Cholera Vaccine Shortage Puts Millions of Children At-Risk

International Coordinating Group on Vaccine Provision calls for urgent fast-tracking of cholera vaccine production
cholera vaccine 2024
by Ulrike Mai
Geneva (Precision Vaccinations News)

The International Coordinating Group (ICG) on Vaccine Provision has urged the authorities to address the unprecedented increase in cholera cases worldwide.

Today's recommended actions include investing in safe water, sanitation, and hygiene, improving the quality of and access to healthcare, and detecting and responding to outbreaks quickly.

The World Health Organization (WHO) confirmed on March 20, 2024, that the current trends are tragic because cholera is a preventable and treatable disease.

The persistence of cholera is evident as 2024 began, with 40,900 cases and 775 deaths reported (Edition #11) in January from 17 countries across four WHO regions.

Children under the age of five bear the brunt of this disease.

◆ ◆ ◆ ◆ ◆ ◆ ◆

_TASKS TO PERFORM_:
1. Reproduce a passage of the cholera vaccine article: begin at the words "The International Coordinating" and stop after "and treatable disease.".
2. According to the cholera vaccine article, who bears the brunt of cholera?
3. Carry the cholera vaccine shortage article further, picking up after its final sentence.

_INFORMATION SHOWN_:

◆ ◆ ◆ ◆ ◆ ◆ ◆

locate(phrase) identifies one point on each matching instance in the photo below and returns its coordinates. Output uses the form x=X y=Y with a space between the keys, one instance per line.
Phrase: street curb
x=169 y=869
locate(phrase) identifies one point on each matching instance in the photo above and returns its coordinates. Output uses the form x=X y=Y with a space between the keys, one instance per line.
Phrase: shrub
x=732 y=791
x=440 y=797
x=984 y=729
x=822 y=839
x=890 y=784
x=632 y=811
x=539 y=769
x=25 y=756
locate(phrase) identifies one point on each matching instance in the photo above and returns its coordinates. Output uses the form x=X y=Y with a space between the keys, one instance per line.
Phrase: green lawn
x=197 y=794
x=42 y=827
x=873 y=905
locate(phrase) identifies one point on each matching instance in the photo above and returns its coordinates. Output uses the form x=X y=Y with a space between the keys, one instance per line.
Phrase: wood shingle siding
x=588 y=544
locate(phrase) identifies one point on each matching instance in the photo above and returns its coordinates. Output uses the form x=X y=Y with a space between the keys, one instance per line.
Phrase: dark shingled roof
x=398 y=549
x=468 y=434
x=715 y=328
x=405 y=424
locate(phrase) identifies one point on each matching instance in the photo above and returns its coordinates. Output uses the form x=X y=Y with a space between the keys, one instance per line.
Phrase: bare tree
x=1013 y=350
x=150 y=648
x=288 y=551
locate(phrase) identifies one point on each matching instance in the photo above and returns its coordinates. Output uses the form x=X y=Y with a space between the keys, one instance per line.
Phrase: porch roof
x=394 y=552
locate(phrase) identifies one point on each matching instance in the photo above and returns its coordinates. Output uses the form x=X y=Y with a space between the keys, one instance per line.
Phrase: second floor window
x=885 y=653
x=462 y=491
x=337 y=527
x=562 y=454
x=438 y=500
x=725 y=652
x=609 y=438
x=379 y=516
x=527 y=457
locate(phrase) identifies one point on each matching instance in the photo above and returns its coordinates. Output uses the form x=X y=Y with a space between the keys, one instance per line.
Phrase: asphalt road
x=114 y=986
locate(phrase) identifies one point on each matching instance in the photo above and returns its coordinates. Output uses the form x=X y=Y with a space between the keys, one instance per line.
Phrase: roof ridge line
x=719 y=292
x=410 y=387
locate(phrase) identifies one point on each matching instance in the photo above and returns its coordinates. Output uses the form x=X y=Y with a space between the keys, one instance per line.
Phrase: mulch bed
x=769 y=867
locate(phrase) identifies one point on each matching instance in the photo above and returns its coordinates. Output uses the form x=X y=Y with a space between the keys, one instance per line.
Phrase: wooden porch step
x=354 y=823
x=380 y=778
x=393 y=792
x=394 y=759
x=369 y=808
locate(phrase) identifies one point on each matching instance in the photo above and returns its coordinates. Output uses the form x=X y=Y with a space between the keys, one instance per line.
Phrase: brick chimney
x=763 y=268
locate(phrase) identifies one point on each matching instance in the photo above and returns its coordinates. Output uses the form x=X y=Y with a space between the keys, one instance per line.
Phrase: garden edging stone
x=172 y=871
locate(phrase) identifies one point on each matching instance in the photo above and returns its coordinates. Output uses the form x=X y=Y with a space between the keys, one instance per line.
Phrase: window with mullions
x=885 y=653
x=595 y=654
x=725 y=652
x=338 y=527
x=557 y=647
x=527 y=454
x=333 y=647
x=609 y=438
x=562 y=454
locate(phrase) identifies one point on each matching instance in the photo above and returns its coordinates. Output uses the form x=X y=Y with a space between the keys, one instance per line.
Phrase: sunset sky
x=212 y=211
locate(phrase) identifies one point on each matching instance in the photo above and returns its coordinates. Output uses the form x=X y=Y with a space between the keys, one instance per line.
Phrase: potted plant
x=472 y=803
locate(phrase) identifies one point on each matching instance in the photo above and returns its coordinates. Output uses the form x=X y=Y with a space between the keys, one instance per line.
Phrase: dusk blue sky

◆ ◆ ◆ ◆ ◆ ◆ ◆

_ANSWERS FOR THE EXERCISE_:
1.
The International Coordinating Group (ICG) on Vaccine Provision has urged the authorities to address the unprecedented increase in cholera cases worldwide.

Today's recommended actions include investing in safe water, sanitation, and hygiene, improving the quality of and access to healthcare, and detecting and responding to outbreaks quickly.

The World Health Organization (WHO) confirmed on March 20, 2024, that the current trends are tragic because cholera is a preventable and treatable disease.

2. Children under the age of five.

3.
Preliminary data for 2023 reveal that over 700,000 cases were reported, and several of the outbreaks had high case fatality rates, exceeding the 1% threshold used as an indicator for early and adequate treatment of cholera patients.

The WHO has also recommended accelerating the production of oral cholera vaccines (OCVs) to prevent further cases.

Global production capacity in 2024 is forecast to be 37-50 million doses but will likely continue to be inadequate to serve the needs of millions of people directly affected by cholera.

The severe gap in the number of available vaccine doses, compared with the level of current need, puts unprecedented pressure on the global stockpile of vaccines. Between 2021 and 2023, more doses were requested for outbreak response than in the entire previous decade.

In October 2022, the ongoing vaccine shortage necessitated the ICG to recommend a single vaccine dose, down from a previous, long-standing two-dose regimen.

Approximately 36 million doses were produced in 2023, while 14 affected countries registered a need for 72 million doses for a one-dose reactive strategy.

These requests understate the actual need, says the WHO.

Preventive vaccination campaigns have had to be delayed to preserve doses for emergency outbreak control efforts, creating a vicious cycle.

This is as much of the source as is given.